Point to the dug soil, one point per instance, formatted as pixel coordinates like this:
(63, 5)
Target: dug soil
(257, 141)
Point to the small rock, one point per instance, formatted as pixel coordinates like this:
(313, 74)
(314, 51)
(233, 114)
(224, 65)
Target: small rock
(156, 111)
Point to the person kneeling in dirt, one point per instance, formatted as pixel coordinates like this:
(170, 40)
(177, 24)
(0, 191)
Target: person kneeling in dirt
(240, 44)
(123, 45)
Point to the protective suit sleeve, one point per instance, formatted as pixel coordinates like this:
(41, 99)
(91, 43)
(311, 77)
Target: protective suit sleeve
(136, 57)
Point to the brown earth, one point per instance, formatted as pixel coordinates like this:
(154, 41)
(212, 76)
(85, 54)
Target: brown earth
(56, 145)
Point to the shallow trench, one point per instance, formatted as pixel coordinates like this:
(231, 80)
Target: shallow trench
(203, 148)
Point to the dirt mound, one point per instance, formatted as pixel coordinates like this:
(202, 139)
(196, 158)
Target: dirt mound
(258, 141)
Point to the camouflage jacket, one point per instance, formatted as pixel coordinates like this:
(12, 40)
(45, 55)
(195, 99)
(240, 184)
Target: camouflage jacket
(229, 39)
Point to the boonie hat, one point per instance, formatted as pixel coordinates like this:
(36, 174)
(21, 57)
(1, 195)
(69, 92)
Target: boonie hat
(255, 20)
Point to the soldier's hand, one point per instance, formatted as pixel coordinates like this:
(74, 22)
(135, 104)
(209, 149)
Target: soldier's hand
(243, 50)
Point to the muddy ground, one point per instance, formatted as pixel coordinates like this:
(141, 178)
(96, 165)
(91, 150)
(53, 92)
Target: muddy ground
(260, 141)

== INSTRUCTIONS FOR THE TASK ==
Turn all of the data above into a numbered list with one line per item, leaving out any blank lines.

== ANSWER TO THE TASK ==
1. Point to the dug soil, one point per instance, formatted as pixel coordinates like this:
2. (63, 5)
3. Target: dug soil
4. (257, 141)
5. Point to the small rock, one point per instance, formatted as pixel coordinates like this:
6. (313, 74)
7. (314, 51)
8. (233, 114)
9. (224, 65)
10. Target: small rock
11. (156, 111)
12. Point to the person kneeling in dirt, one point per instance, formatted as pixel coordinates like this:
13. (170, 40)
14. (177, 24)
15. (0, 191)
16. Target: person kneeling in dirt
17. (240, 44)
18. (123, 45)
19. Point to the protective suit sleeve, one point per instance, formatted as pixel coordinates like this:
20. (41, 99)
21. (91, 43)
22. (311, 77)
23. Target: protective suit sleeve
24. (136, 57)
25. Point to the brown earth, one point per instance, formatted as pixel coordinates like this:
26. (154, 41)
27. (212, 76)
28. (85, 54)
29. Target: brown earth
30. (56, 145)
31. Point to the shallow trench, one point per instance, formatted as pixel coordinates like this:
32. (231, 80)
33. Target: shallow trench
34. (203, 148)
35. Point to the dirt mound, one point per instance, formatted as pixel coordinates like this:
36. (202, 139)
37. (196, 158)
38. Target: dirt mound
39. (258, 141)
40. Point to the camouflage jacket, one point per instance, formatted as pixel coordinates like this:
41. (12, 40)
42. (45, 55)
43. (195, 99)
44. (240, 184)
45. Target: camouflage jacket
46. (229, 39)
47. Point to the boonie hat, one point per instance, formatted as pixel coordinates like this:
48. (36, 174)
49. (21, 57)
50. (1, 195)
51. (69, 92)
52. Target: boonie hat
53. (255, 20)
54. Point to the soldier's hand, one point per instance, formatted as pixel coordinates like this:
55. (74, 22)
56. (135, 104)
57. (209, 149)
58. Target: soldier's hand
59. (243, 50)
60. Point to the muddy ground, one point per instance, formatted as pixel coordinates like this:
61. (141, 178)
62. (96, 165)
63. (91, 150)
64. (53, 92)
65. Target: muddy ground
66. (260, 141)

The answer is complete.